* **Instruction**
Pick up the page about the Attendance USA conference below and keep writing from its last line.

* **Passage to read**

----

Attendance USA Conference
The Office of School Partnerships is proud to co-sponsor the 2025 Attendance Conference on May 20–21, 2025 at the Marriott East Hotel in Indianapolis. The conference will serve as the official and national launch of Attendance USA, brainchild of Indiana-based Carolyn Gentle-Genitty, national and international scholar on attendance and absenteeism.
Attendance USA has one task: Unite to attack attendance. It aims to join attendance players, researchers, and organizations to solve the attendance problem rather than let our silos be the problem.
Jamie Merisotis, CEO of Lumina Foundation and more than 20 U.S. scholars, leaders, and policy experts representing institutions such as Harvard, IU, Columbia, UT Austin, John Hopkins, Ohio State, University of Tennessee, UC Davis, Butler, and others will collaborate to offer a path forward.
Learn more about the conference and register by following this link.
Q&A with Carolyn Gentle-Genitty and James Brown
We sat down with two of the Attendance USA speakers to get a sense of the scope of the issue and the difference this conference will make.
Carolyn Gentle-Genitty is the professor and founding Dean of the Founder’s College at Butler University. She is an internationally renowned leader and scholar in truancy, absenteeism, and social bonding.
James Brown is associate professor in the IU School of Social Work. His scholarship has examined school bullying from the perspective of multiple stakeholders.

Q: What makes student attendance and absenteeism a critical issue today?

----

* **Record extracts**

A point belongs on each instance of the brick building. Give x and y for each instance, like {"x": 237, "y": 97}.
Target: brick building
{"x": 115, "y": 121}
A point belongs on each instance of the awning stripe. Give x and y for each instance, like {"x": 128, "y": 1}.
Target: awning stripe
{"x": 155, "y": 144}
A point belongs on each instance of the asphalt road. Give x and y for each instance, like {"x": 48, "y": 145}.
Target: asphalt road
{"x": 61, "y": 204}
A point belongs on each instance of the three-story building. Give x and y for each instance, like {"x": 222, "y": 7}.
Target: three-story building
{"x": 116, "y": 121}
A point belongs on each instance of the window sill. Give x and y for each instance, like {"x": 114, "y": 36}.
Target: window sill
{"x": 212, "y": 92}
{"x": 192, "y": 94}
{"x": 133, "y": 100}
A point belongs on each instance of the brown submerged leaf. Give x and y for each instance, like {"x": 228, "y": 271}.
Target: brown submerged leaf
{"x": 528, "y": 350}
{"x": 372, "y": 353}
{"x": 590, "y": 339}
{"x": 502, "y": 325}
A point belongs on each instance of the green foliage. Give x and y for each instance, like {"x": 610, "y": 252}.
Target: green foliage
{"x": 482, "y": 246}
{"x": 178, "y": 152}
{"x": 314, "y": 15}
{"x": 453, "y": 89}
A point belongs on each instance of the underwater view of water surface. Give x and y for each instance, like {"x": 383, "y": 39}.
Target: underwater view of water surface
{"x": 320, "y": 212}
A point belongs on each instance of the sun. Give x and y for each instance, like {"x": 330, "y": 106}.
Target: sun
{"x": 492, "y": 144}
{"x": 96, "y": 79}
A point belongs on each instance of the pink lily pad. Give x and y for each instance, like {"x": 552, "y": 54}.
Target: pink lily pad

----

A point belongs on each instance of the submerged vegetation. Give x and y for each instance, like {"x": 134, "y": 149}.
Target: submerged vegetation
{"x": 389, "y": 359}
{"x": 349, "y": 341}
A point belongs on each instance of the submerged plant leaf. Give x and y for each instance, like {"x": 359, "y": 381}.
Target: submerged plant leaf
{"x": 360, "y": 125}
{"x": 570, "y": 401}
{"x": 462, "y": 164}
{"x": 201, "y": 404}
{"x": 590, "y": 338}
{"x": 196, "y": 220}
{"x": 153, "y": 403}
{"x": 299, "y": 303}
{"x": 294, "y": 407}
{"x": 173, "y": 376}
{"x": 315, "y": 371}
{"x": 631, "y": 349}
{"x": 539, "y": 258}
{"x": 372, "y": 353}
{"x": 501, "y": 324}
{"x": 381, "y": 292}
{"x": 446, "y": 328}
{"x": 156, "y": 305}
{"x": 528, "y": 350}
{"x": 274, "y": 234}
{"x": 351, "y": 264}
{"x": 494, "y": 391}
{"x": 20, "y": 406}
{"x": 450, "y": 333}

----

* **The response**
Carolyn Gentle-Genitty: Our schools provide crucial services beyond academics—healthcare, nutrition, socio-emotional support—thus making absenteeism especially detrimental. When education is divorced from care, students become vulnerable, diminishing both their immediate and long-term potential, ultimately impacting the country’s future workforce and economic health. Unsupervised children are correlated with increased daytime crime, future delinquency, and diminished workforce preparedness making absenteeism an important topic we must address.
Q: What are the underlying causes of absenteeism?

Carolyn Gentle-Genitty: Root causes are complex, ranging from poverty and developmental health issues to broader structural factors, such as the U.S. economic model requiring children to be in school during parents’ working hours. Transportation challenges or parental job instability directly exacerbate student absences, highlighting the essential yet under-recognized caregiving role of schools. The economic structure here in the U.S. compared to some international systems often fails to support children adequately, inadvertently increasing absenteeism.
Q: How do you define student absenteeism?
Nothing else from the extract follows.